◆ **Given problem**:
Arrange the data, from its first line through the line containing "[131,86,163,109]", as a Markdown table with two columns named Row and Line. Give each line its own numbered row and leave out blank lines.

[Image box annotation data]
········
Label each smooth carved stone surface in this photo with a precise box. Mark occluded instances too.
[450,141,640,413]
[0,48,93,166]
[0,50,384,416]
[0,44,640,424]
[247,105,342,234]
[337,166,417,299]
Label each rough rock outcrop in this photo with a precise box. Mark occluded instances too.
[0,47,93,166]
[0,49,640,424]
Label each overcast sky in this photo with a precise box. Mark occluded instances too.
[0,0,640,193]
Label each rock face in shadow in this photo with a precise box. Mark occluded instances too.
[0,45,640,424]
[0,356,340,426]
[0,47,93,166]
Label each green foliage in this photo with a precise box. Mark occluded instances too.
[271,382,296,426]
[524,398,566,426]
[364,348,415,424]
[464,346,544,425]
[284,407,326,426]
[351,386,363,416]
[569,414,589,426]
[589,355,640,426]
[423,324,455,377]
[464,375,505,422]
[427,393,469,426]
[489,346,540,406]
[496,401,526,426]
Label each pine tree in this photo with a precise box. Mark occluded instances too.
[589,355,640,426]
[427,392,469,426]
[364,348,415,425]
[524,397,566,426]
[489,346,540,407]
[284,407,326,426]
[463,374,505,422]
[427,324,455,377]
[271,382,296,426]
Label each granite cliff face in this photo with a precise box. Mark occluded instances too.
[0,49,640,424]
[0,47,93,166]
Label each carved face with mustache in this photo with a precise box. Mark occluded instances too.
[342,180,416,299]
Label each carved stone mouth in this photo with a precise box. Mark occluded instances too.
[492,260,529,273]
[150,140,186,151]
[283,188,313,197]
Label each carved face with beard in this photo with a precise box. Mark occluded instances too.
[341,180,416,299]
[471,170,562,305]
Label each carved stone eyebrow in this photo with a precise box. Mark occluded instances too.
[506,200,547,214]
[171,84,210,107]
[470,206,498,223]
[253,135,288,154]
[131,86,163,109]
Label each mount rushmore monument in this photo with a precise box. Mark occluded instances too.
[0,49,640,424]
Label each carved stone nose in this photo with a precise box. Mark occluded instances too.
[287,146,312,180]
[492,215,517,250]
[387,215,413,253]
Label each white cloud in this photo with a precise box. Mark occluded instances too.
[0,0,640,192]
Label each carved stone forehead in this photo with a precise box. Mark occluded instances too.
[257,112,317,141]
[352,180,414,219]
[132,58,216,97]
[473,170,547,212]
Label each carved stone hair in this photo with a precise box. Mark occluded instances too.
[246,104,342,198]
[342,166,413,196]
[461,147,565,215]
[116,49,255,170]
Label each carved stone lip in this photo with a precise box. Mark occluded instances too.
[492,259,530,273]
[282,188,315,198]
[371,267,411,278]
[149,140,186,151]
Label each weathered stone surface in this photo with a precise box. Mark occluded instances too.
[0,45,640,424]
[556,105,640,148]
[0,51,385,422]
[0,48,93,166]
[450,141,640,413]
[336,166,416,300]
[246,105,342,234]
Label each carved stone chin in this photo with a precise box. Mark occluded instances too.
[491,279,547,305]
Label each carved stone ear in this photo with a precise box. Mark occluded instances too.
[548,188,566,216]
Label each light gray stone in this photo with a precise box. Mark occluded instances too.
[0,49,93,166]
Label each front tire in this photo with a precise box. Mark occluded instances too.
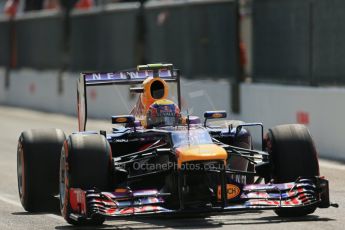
[17,129,66,212]
[266,124,320,217]
[59,134,112,225]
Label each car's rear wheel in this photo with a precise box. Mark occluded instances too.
[17,129,66,212]
[59,134,112,225]
[266,124,320,217]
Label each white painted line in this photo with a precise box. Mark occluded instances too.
[0,194,65,222]
[319,160,345,171]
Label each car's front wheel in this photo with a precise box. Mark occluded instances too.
[266,124,320,217]
[59,134,112,225]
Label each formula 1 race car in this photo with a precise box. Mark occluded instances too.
[17,64,336,225]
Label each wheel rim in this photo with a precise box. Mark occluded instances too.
[17,142,25,202]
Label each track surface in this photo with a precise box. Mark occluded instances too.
[0,106,345,230]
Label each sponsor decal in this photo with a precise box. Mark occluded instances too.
[212,113,223,118]
[217,184,241,200]
[115,117,127,123]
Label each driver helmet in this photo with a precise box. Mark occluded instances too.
[146,99,181,128]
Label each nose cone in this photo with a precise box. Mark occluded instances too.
[176,144,228,168]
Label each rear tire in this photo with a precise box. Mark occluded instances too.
[17,129,66,212]
[266,124,320,217]
[60,134,112,225]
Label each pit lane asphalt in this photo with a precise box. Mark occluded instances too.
[0,106,345,230]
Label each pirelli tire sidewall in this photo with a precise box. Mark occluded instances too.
[60,134,112,225]
[265,124,320,217]
[17,129,66,212]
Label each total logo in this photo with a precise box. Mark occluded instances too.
[217,184,241,200]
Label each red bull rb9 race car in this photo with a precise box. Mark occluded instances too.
[17,64,336,225]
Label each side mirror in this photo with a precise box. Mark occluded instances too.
[204,110,227,127]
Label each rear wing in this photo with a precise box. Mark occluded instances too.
[77,64,181,132]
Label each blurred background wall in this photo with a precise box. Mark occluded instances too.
[0,0,345,159]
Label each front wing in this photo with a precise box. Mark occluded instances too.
[69,177,330,220]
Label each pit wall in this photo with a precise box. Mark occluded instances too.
[0,68,345,161]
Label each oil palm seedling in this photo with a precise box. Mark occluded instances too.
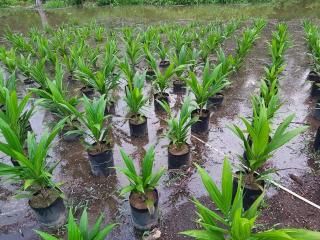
[35,208,117,240]
[157,36,170,68]
[223,20,241,39]
[75,46,119,107]
[62,40,84,80]
[217,48,236,76]
[143,43,155,80]
[141,26,159,48]
[0,89,35,166]
[16,54,34,84]
[5,29,34,54]
[180,159,320,240]
[85,44,100,68]
[0,47,17,73]
[34,35,57,66]
[230,99,306,207]
[117,147,164,231]
[167,27,187,55]
[207,58,232,108]
[199,40,210,62]
[187,48,201,72]
[124,72,148,137]
[0,69,16,111]
[159,97,198,169]
[119,58,135,89]
[186,61,227,134]
[0,118,66,227]
[235,19,266,69]
[251,93,282,119]
[269,23,290,68]
[65,95,113,176]
[303,21,320,93]
[29,59,49,89]
[148,51,184,111]
[125,35,143,71]
[30,63,79,141]
[171,45,190,92]
[94,27,105,42]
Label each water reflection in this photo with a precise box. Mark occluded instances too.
[0,0,320,34]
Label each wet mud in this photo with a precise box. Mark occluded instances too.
[0,11,320,240]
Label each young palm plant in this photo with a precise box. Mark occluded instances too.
[0,47,17,73]
[0,118,66,227]
[0,90,35,161]
[65,95,113,176]
[171,45,190,91]
[35,208,117,240]
[147,50,184,111]
[30,62,79,141]
[0,69,16,111]
[125,72,148,137]
[181,159,320,240]
[187,61,227,133]
[159,97,198,169]
[125,35,143,71]
[117,147,164,230]
[230,99,307,206]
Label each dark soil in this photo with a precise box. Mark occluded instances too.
[192,109,210,118]
[29,189,59,208]
[168,144,190,156]
[258,172,320,231]
[129,115,147,125]
[88,143,111,155]
[129,191,159,210]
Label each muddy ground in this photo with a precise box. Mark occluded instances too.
[0,20,320,240]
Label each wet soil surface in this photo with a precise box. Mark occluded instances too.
[0,20,320,240]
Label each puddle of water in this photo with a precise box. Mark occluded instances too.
[0,1,320,239]
[0,0,320,34]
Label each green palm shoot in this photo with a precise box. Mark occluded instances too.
[35,208,117,240]
[0,118,64,198]
[158,97,198,149]
[230,100,307,181]
[181,159,320,240]
[124,72,148,123]
[117,147,165,214]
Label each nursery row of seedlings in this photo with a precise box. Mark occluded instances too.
[179,23,320,240]
[303,20,320,151]
[0,20,319,239]
[1,18,265,236]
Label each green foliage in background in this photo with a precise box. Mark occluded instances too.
[0,0,272,9]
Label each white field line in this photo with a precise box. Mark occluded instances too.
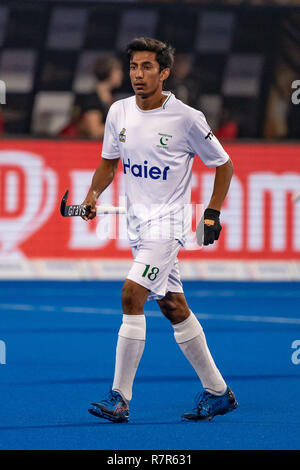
[0,304,300,325]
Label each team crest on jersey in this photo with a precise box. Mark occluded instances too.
[156,132,173,149]
[119,127,126,142]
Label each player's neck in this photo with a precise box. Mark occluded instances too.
[136,90,167,111]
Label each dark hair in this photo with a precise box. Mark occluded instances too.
[126,37,175,71]
[93,57,122,82]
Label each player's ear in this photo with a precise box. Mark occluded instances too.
[160,69,170,82]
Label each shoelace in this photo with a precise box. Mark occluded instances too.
[194,390,211,410]
[101,390,119,405]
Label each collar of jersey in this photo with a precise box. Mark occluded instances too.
[135,91,174,114]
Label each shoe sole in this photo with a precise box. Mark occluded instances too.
[182,401,238,421]
[88,407,129,423]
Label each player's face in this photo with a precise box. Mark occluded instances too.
[130,51,170,97]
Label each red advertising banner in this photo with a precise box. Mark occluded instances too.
[0,140,300,261]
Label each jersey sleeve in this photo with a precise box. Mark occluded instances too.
[102,106,120,159]
[187,111,229,168]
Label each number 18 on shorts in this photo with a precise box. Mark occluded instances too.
[127,239,183,300]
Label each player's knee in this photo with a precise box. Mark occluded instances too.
[158,292,190,323]
[122,280,148,315]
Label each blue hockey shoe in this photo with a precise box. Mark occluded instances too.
[88,390,129,423]
[182,387,238,421]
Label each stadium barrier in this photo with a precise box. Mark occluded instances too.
[0,139,300,280]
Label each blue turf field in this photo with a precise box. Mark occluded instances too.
[0,281,300,450]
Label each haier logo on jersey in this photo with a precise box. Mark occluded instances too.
[123,158,170,180]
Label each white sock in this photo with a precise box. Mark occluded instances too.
[173,312,227,395]
[112,315,146,401]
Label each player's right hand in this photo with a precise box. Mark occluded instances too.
[81,198,97,220]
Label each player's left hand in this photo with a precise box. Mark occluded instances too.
[196,208,222,246]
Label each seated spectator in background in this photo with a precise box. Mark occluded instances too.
[60,57,123,139]
[214,108,239,139]
[166,53,199,109]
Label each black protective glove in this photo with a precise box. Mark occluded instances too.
[196,208,222,246]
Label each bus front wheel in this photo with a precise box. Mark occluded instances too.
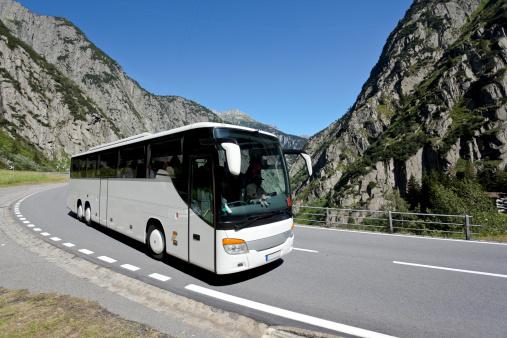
[85,205,92,225]
[146,224,165,259]
[77,203,83,221]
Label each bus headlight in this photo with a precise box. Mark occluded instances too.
[222,238,248,255]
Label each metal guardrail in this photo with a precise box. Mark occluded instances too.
[293,205,480,240]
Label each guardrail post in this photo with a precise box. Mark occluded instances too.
[463,215,472,241]
[387,210,394,233]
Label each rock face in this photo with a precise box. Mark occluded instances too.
[216,109,308,149]
[292,0,507,208]
[0,0,221,168]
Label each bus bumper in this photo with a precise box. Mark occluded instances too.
[217,233,294,274]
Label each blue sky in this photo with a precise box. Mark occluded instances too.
[20,0,411,135]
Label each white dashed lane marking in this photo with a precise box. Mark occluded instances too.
[97,256,116,263]
[292,248,319,253]
[78,249,93,255]
[393,261,507,278]
[120,264,141,271]
[148,273,171,282]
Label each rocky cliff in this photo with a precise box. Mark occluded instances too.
[293,0,507,209]
[0,0,220,168]
[216,109,307,149]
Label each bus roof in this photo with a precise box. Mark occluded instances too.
[72,122,278,157]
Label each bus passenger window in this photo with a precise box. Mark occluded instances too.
[118,146,146,178]
[191,158,213,225]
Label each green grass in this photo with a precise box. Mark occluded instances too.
[0,169,69,186]
[0,288,171,337]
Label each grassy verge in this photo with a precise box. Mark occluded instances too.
[0,288,171,337]
[0,169,69,187]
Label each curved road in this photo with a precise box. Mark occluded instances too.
[14,187,507,337]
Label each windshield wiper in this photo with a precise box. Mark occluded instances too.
········
◆ **Solution to this problem**:
| Row | Line |
|---|---|
| 1 | Label each smooth carved stone surface in this photo with a precise box. Mark occluded instances too. |
| 2 | [450,141,640,413] |
| 3 | [0,48,93,166] |
| 4 | [0,50,384,416] |
| 5 | [0,44,640,424] |
| 6 | [247,105,342,234] |
| 7 | [337,166,417,299] |
| 8 | Label each rough rock outcrop in this photo with a precise box. Mark occluded instances too. |
| 9 | [0,47,93,166] |
| 10 | [0,49,640,424] |
| 11 | Label each overcast sky in this photo with a precise box. Mark occluded instances too. |
| 12 | [0,0,640,193] |
| 13 | Label each rock face in shadow in this photo with a precise box. Mark occluded instances too. |
| 14 | [0,45,640,424] |
| 15 | [0,356,340,426] |
| 16 | [0,47,93,166] |
| 17 | Label each green foliage in this photo with a precise box. Mark occluded instances too. |
| 18 | [271,382,296,426] |
| 19 | [524,398,566,426] |
| 20 | [364,348,415,424] |
| 21 | [464,346,544,425] |
| 22 | [284,407,326,426] |
| 23 | [351,386,363,416] |
| 24 | [569,414,589,426] |
| 25 | [589,355,640,426] |
| 26 | [423,324,455,377] |
| 27 | [464,375,505,422] |
| 28 | [427,393,469,426] |
| 29 | [489,346,540,406] |
| 30 | [496,401,526,426] |
| 31 | Label each pine tree in this photo with a precise box. Mark occluded instances too. |
| 32 | [589,355,640,426] |
| 33 | [427,392,469,426] |
| 34 | [364,348,415,425] |
| 35 | [524,397,566,426] |
| 36 | [489,346,540,407] |
| 37 | [284,407,326,426] |
| 38 | [463,374,505,422] |
| 39 | [427,324,455,377] |
| 40 | [271,382,296,426] |
| 41 | Label each granite cliff face in this photo with a precise box. Mark occluded instances too. |
| 42 | [0,49,640,424] |
| 43 | [0,47,93,166] |
| 44 | Label each carved face with mustache in this photo with a precise box. Mark occluded instances too. |
| 45 | [342,180,416,299] |
| 46 | Label each carved stone mouth in this photo with a precise box. Mark occluded instances too. |
| 47 | [492,260,529,273] |
| 48 | [150,140,186,151] |
| 49 | [283,188,313,197] |
| 50 | Label each carved face with beard in this photo with a precise box. Mark occluded instances too. |
| 51 | [341,180,416,299] |
| 52 | [471,170,562,305] |
| 53 | Label each carved stone eyebrow in this photo with a precise box. Mark occluded instances too. |
| 54 | [506,200,547,214] |
| 55 | [171,84,210,107] |
| 56 | [470,206,498,223] |
| 57 | [253,135,288,154] |
| 58 | [131,86,163,109] |